What you need to do: Each line from the one that has "point: the white panel door in this photo" through the end of the entries below must be written out exactly; leave out all other lines.

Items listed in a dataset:
################

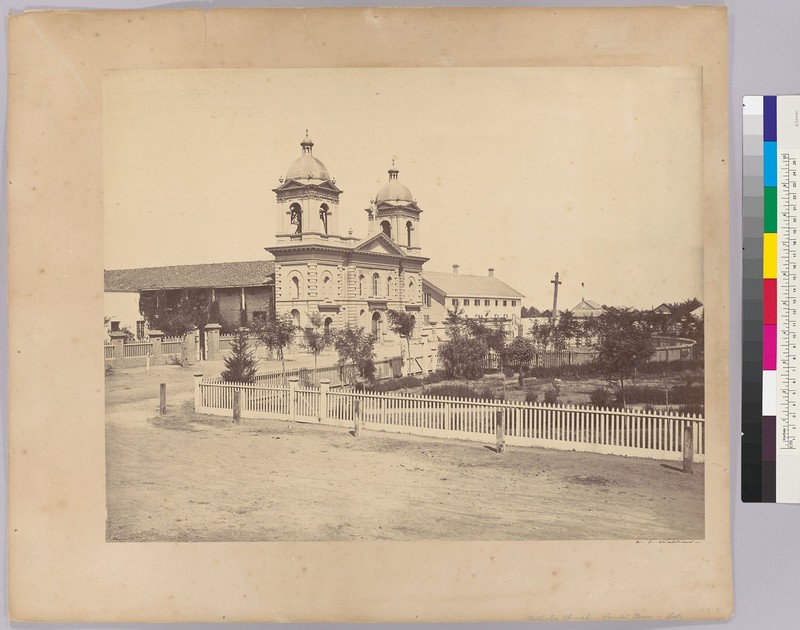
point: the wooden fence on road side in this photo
(654, 435)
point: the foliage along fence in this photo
(124, 353)
(337, 375)
(654, 435)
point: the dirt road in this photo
(188, 477)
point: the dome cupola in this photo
(307, 167)
(393, 191)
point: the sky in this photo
(594, 173)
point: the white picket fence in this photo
(654, 435)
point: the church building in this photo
(350, 281)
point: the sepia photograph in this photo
(404, 304)
(407, 315)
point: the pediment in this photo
(379, 244)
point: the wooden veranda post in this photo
(688, 449)
(198, 377)
(357, 418)
(501, 430)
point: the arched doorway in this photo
(377, 324)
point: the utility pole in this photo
(555, 284)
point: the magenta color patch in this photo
(770, 346)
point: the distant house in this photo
(587, 308)
(235, 288)
(484, 297)
(662, 309)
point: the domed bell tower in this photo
(397, 213)
(308, 200)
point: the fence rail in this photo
(171, 345)
(655, 435)
(138, 349)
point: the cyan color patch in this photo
(770, 164)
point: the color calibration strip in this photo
(770, 449)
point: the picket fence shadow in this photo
(654, 435)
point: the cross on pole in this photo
(555, 282)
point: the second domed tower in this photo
(397, 213)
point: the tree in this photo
(175, 313)
(624, 344)
(568, 327)
(315, 337)
(463, 357)
(402, 323)
(542, 333)
(277, 334)
(356, 350)
(241, 364)
(492, 334)
(519, 354)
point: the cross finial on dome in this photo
(307, 143)
(393, 171)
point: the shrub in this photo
(489, 394)
(463, 357)
(551, 395)
(600, 397)
(392, 385)
(459, 391)
(434, 377)
(697, 410)
(240, 364)
(679, 394)
(687, 394)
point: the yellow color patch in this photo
(770, 255)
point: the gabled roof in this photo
(205, 276)
(585, 305)
(379, 239)
(462, 285)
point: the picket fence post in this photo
(293, 380)
(324, 389)
(237, 405)
(688, 448)
(500, 427)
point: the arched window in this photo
(324, 211)
(376, 324)
(296, 217)
(327, 286)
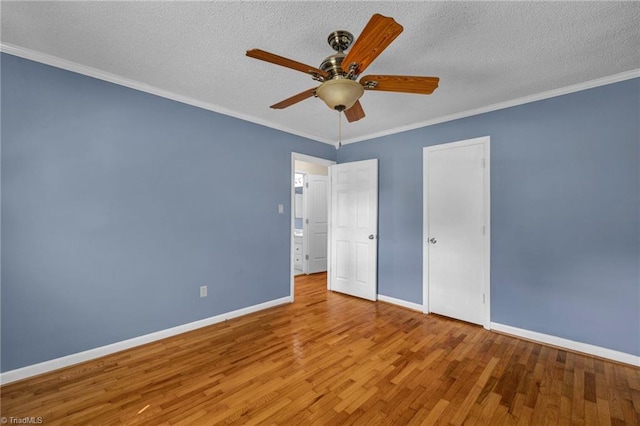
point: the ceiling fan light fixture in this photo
(340, 93)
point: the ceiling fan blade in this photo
(379, 32)
(294, 99)
(400, 83)
(354, 113)
(285, 62)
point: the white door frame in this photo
(485, 141)
(308, 159)
(370, 292)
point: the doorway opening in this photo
(310, 189)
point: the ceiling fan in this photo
(338, 88)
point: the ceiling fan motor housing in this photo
(340, 40)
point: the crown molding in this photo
(136, 85)
(143, 87)
(628, 75)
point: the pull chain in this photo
(339, 130)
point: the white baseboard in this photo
(568, 344)
(65, 361)
(400, 302)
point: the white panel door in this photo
(456, 230)
(316, 222)
(354, 228)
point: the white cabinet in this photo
(298, 256)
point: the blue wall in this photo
(118, 205)
(565, 213)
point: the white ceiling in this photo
(485, 53)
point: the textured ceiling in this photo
(485, 53)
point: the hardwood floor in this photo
(334, 359)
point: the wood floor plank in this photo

################

Response:
point: the white panel door in this photo
(456, 230)
(316, 222)
(354, 228)
point: the white cabinet in this photo
(298, 256)
point: the blue wall in this photo
(118, 205)
(565, 213)
point: the white ceiling in this photo
(485, 53)
point: the textured ceiling in this photo
(485, 53)
point: the hardwood floor in this photo
(334, 359)
point: the wood floor plank in this photo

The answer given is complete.